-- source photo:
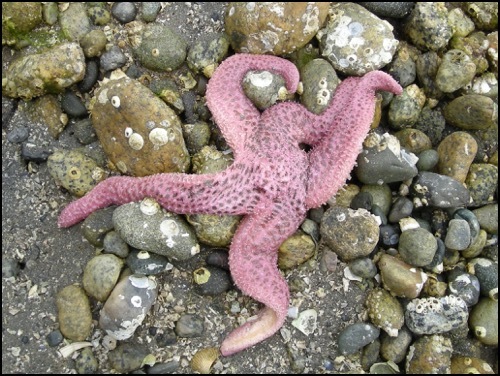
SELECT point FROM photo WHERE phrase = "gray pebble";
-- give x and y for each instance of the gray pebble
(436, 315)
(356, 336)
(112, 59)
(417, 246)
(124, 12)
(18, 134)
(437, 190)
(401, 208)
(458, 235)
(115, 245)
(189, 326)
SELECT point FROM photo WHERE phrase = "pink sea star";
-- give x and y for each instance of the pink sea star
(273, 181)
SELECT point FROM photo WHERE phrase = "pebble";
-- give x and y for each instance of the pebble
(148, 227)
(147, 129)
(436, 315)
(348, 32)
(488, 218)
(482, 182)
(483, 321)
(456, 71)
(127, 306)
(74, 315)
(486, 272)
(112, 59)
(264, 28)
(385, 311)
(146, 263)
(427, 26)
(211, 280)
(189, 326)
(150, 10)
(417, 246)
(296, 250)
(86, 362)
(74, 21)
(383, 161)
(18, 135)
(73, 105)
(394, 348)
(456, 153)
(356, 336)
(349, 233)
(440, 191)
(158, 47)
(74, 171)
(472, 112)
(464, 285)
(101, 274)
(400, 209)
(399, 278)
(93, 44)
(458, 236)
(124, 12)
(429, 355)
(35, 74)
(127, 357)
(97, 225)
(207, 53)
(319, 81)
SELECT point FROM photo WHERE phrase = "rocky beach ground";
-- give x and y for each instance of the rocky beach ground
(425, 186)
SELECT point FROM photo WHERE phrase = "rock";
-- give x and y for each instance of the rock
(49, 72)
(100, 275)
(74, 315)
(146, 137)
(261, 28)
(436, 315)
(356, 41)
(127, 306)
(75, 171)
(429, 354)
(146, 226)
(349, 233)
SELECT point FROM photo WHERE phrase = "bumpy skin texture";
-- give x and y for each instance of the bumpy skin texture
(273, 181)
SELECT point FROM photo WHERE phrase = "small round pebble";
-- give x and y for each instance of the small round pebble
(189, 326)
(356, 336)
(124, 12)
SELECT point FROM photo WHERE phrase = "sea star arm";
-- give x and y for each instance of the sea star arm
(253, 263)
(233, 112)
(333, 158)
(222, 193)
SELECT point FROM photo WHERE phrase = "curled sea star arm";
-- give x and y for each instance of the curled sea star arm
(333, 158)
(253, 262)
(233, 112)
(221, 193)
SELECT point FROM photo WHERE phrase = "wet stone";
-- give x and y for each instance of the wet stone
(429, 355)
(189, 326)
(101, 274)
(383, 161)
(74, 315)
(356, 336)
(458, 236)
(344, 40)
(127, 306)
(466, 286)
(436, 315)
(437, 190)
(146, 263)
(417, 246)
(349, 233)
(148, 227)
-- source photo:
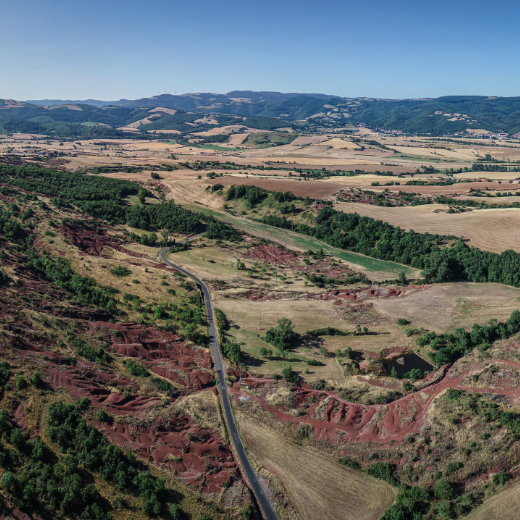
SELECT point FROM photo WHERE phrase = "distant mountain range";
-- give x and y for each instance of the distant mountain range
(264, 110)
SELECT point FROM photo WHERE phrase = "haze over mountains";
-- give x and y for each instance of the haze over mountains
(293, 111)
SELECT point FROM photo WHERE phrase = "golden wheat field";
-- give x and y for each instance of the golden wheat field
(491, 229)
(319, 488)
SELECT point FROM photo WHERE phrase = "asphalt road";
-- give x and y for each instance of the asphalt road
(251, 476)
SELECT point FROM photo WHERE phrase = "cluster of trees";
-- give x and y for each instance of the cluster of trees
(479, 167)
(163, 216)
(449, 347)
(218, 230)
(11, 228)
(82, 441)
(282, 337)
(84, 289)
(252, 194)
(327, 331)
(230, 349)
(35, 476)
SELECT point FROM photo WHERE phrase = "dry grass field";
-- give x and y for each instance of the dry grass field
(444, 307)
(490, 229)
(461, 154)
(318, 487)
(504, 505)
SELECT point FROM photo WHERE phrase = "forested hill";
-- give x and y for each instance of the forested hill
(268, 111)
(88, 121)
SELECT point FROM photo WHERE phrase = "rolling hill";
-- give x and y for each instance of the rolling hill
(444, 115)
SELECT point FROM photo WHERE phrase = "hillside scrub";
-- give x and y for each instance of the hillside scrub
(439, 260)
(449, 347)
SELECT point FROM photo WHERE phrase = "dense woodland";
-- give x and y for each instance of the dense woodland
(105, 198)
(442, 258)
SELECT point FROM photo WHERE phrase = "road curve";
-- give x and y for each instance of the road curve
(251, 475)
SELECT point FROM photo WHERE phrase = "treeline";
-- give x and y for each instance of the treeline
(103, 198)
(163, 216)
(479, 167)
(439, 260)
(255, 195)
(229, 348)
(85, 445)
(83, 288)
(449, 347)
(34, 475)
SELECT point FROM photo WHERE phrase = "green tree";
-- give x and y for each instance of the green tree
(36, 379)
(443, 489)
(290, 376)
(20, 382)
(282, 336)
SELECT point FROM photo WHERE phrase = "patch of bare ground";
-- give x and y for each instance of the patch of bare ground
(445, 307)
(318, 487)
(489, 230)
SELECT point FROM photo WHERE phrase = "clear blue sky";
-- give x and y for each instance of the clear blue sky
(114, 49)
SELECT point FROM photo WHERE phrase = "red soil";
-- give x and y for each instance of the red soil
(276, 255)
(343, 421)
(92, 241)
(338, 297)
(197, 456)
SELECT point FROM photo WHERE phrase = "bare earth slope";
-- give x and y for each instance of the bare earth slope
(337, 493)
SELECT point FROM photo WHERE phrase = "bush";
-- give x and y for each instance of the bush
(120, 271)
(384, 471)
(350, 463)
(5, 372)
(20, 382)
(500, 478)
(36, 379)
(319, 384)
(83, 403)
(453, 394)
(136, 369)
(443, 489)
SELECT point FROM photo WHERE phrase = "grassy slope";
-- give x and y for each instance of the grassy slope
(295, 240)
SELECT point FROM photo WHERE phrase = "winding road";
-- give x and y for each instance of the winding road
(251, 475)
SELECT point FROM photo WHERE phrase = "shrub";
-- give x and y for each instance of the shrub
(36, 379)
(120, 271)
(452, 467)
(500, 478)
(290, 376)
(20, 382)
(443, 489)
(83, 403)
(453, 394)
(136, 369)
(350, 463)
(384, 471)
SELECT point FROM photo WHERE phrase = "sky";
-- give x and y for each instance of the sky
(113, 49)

- DIRECTIONS FOR THIS TASK
With the pictures dropped, give every entry above again exactly.

- EXERCISE RESPONSE
-- source photo:
SELECT point FROM photo WHERE phrase = "gray pebble";
-- give x and y for each instance of the gray pebble
(436, 315)
(356, 336)
(112, 59)
(417, 246)
(124, 12)
(18, 134)
(437, 190)
(401, 208)
(458, 235)
(115, 245)
(189, 326)
SELECT point FROM photo WHERE phrase = "pink sea star";
-- give x and y for each instance of the pink sea star
(273, 181)
SELECT point FROM photo WHERE phrase = "pebble";
-- give x and y for each instance of the pebble
(148, 227)
(147, 129)
(436, 315)
(348, 32)
(488, 218)
(482, 182)
(483, 321)
(456, 71)
(127, 306)
(74, 315)
(486, 272)
(112, 59)
(264, 28)
(385, 311)
(146, 263)
(427, 26)
(211, 280)
(189, 326)
(150, 10)
(417, 246)
(296, 250)
(86, 362)
(74, 21)
(383, 161)
(18, 135)
(73, 105)
(394, 348)
(456, 153)
(356, 336)
(349, 233)
(440, 191)
(158, 47)
(74, 171)
(472, 112)
(464, 285)
(101, 274)
(400, 209)
(399, 278)
(93, 44)
(458, 236)
(124, 12)
(429, 355)
(35, 74)
(127, 357)
(97, 225)
(207, 53)
(319, 81)
SELECT point FROM photo WHERE phrase = "rocky beach ground";
-- give x and y for each instance of the rocky beach ground
(425, 186)
SELECT point FROM photo WHERE phrase = "rock";
-- give x and y for each instance of the rock
(49, 72)
(100, 275)
(74, 315)
(146, 137)
(261, 28)
(436, 315)
(356, 41)
(127, 306)
(75, 171)
(429, 354)
(146, 226)
(349, 233)
SELECT point FROM photo WHERE phrase = "bumpy skin texture";
-- give x and y for each instance of the bumpy skin texture
(273, 181)
SELECT point FROM photo WHERE phrase = "small round pebble";
-- give x and y for each instance of the small round pebble
(189, 326)
(356, 336)
(124, 12)
SELECT point FROM photo WHERE phrase = "sea star arm";
-- give x and y for each instance of the sea star arm
(253, 263)
(233, 112)
(333, 158)
(222, 193)
SELECT point FROM photo WHERE phrase = "curled sea star arm";
-- give x and y for each instance of the curled sea star arm
(333, 158)
(253, 262)
(233, 112)
(221, 193)
SELECT point FROM photo WHERE phrase = "wet stone";
-- give x and y for each instance of the wet stone
(429, 355)
(189, 326)
(101, 274)
(383, 161)
(74, 315)
(356, 336)
(458, 236)
(344, 40)
(127, 306)
(466, 286)
(436, 315)
(437, 190)
(146, 263)
(417, 246)
(349, 233)
(148, 227)
-- source photo:
SELECT point FROM photo WHERE phrase = "distant mountain range";
-- give x and y for each instance of the distant mountain range
(264, 110)
SELECT point FROM photo WHERE phrase = "haze over mountains";
-- give x and y for each instance of the haze over mountains
(293, 111)
SELECT point FROM photo WHERE phrase = "golden wheat field";
-- give x and y for each instance of the golden wheat field
(491, 229)
(319, 488)
SELECT point FROM photo WHERE phrase = "asphalt road";
-- give x and y for each instance of the asphalt road
(251, 476)
SELECT point FROM photo WHERE phrase = "cluster of trees";
-- give x and y for each instance of the cluster of trees
(479, 167)
(163, 216)
(449, 347)
(218, 230)
(11, 228)
(82, 441)
(282, 337)
(84, 289)
(252, 194)
(327, 331)
(230, 349)
(35, 476)
SELECT point FROM photo WHERE phrase = "dry grass field";
-- give x and y for each instance of the dry grass field
(444, 307)
(490, 229)
(461, 154)
(318, 487)
(504, 505)
SELECT point FROM photo WHERE phrase = "forested hill";
-- give x and y for each instance of the forested hill
(268, 111)
(88, 121)
SELECT point FROM photo WHERE phrase = "rolling hill";
-- give x and y for each instance of the rolling hill
(444, 115)
SELECT point FROM photo WHERE phrase = "hillside scrub";
-- give x and y for each instance of the hillside scrub
(439, 260)
(449, 347)
SELECT point FROM photo WHERE phrase = "dense woodland";
-- give x and y for each instance of the dense woodland
(105, 198)
(442, 258)
SELECT point FROM photo WHERE phrase = "road curve";
-- give x and y for each instance of the road curve
(251, 475)
SELECT point FROM photo WHERE phrase = "treeline";
-- give x and y for each instance of the treeline
(103, 198)
(163, 216)
(479, 167)
(439, 260)
(255, 195)
(229, 348)
(85, 445)
(83, 288)
(449, 347)
(34, 475)
SELECT point FROM photo WHERE phrase = "green tree";
-- give x and y for each instance of the green tree
(36, 379)
(443, 489)
(290, 376)
(20, 382)
(282, 336)
SELECT point FROM photo WHERE phrase = "patch of bare ground";
-- give x and y for each instance of the patch of bare ground
(445, 307)
(318, 487)
(489, 230)
SELECT point FROM photo WHERE phrase = "clear blue sky";
-- give x and y for each instance of the clear blue sky
(114, 49)
SELECT point FROM photo WHERE phrase = "red soil";
-- give x and y for each instance of the red soil
(276, 255)
(343, 421)
(92, 241)
(338, 297)
(197, 456)
SELECT point FROM photo WHERE phrase = "bare earth slope";
-- give x and y for each instance of the bare earth slope
(337, 493)
SELECT point FROM photo WHERE phrase = "bush";
-- give x and y for each instance of the bush
(120, 271)
(384, 471)
(350, 463)
(5, 372)
(20, 382)
(500, 478)
(36, 379)
(319, 384)
(83, 403)
(453, 394)
(136, 369)
(443, 489)
SELECT point FROM photo WHERE phrase = "grassy slope";
-- give x and y for each instance of the grassy slope
(295, 240)
SELECT point FROM photo WHERE phrase = "winding road";
-- give x and y for each instance of the winding road
(251, 475)
SELECT point FROM photo WHERE phrase = "shrub";
-- give x and y for each instance of the shrub
(36, 379)
(120, 271)
(452, 467)
(500, 478)
(290, 376)
(20, 382)
(443, 489)
(83, 403)
(453, 394)
(136, 369)
(350, 463)
(384, 471)
SELECT point FROM photo WHERE phrase = "sky";
-- give x and y for each instance of the sky
(113, 49)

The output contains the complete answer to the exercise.